I have been dating my undiagnosed schizophrenic boyfriend for 3 years. He refuses to seek help or get involved in any group therapy or solo therapy. He is a “negative way” Buddhist. I am an atheist. We have a lot of trouble communicating because he talks about things that don’t exist in reality. They are somewhere in another realm. I don’t disbelieve that what he believes isn’t real, but his voices team up against him and bring him pain, shame, and depression. I have made many helpful suggestions and offered to be there to support him. But he believes he is getting better on his own, with his own practice. Which includes a lot of staring at walls and doing nothing. His mind is what he is trying to conquer. To find himself. But I have seen no improvement in our 3 years together.

I am turning 38 years old and have little time left if I want to have a baby. I feel like he is not ready to have a baby, even though he wants one too. I don’t think a baby will make him better and I’m tired of waiting for his improvement. He hasn’t harmed anyone nor has he harmed himself much more than a punch in the wall. I will not be the kind of woman who gives her man an ultimatum, but I’m ready to move forward in my life and don’t know if I should be with him and if having a baby with someone suffering with schizophrenia would be a smart discussion. He has no family and no friends to go to if we broke up and he couldn’t afford to live at our apartment on his own. But am I only staying with him because of this? I love him, but it’s not going to get better if he doesn’t get help and get medications for his delusions. Any advice?

this question has been asked many times on the forum - which is good. use the search box on the upper right to find some great suggestions . one of the standbys is that its always best to work with a therapist on complicated life decisions.

Someone recently recommended getting my mom to the doctor under the guise of going for a physical need - and she is considering it. That may be something to try (it also worked for her with her mom.)

---+---

• Requirement: Extend the forum thread above about dating a boyfriend with undiagnosed schizophrenia, starting after its last reply. None of the records are needed for this.

• Provided data:

---+---

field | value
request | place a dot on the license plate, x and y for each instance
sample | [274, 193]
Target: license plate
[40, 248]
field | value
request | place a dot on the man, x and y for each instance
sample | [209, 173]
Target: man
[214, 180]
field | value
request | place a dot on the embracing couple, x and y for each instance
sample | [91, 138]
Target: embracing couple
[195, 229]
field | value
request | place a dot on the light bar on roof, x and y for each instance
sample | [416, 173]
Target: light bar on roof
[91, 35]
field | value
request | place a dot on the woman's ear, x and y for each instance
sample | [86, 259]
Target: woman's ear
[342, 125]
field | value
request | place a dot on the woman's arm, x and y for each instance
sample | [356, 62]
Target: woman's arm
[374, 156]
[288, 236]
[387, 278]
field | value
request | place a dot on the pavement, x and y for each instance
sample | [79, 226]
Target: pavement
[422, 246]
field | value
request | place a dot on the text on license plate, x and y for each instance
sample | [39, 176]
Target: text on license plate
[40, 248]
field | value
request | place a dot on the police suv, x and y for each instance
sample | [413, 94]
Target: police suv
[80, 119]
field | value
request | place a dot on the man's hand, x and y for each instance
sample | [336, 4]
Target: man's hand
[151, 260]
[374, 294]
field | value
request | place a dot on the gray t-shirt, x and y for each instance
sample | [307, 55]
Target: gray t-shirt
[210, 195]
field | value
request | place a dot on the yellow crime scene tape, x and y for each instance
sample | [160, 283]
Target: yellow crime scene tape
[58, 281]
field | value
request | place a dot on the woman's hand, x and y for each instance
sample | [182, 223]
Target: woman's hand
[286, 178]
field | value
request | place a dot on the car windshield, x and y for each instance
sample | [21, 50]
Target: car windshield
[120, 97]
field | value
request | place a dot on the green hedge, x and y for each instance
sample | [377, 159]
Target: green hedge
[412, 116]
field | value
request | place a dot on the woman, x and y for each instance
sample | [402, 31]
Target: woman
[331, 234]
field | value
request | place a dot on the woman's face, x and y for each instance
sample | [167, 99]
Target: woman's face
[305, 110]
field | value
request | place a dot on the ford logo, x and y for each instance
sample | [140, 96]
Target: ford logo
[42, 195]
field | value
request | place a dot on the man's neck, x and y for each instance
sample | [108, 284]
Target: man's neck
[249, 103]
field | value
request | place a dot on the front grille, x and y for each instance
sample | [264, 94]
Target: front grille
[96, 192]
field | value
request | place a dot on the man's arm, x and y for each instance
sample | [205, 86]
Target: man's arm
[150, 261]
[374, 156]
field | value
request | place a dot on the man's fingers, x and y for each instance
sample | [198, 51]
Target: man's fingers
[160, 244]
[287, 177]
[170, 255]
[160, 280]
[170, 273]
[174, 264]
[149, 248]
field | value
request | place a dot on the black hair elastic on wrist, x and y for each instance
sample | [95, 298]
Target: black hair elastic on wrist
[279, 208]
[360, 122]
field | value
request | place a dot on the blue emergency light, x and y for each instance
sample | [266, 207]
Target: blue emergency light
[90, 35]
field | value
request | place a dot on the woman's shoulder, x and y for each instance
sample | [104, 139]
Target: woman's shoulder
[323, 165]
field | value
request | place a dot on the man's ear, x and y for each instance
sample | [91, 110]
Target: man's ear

---+---

• Written response:
An ultimatum is also understandable as a response - and really, it’s you setting a boundary for what you need in your life. I’ve seen some people in the group mention this as a way that they were able to get their loved ones into treatment, but on the flip side, some people with sza or other forms of psychosis refuse and wind up homeless. That said, it’s about you - if you decide to go that route, you’re telling him what you need. It’s a beautiful thing even to offer to support him through recovery, which can be a very long hard road even with treatment (it takes time to find the right medication, adherence to a medication schedule can be difficult, etc.)

From everything I’ve read here, LEAP is also a method worth considering. Xavier Amador wrote a book titled “I’m not sick I don’t need help” that’s currently being mailed to me (I haven’t read it yet, though.) He also has a few talks that are up on YouTube that might give you some ideas!

Ultimately, though, this is a super personal decision about you and your needs - I agree that getting/working with a therapist is a great idea.

I’ve been making some huge decisions, similar to the one you’re in the process of making, without a therapist and am currently seeking one out who specializes in psychosis/sza (to get perspective on my mom’s position and needs) and CPTSD (to get perspective on my needs.)

After making so many hard calls without really feeling secure in my decisions (simply not having enough information or support), I realized I needed to talk to someone professional with real experience helping individuals with sza (in addition to reading a lot of forums on this group.)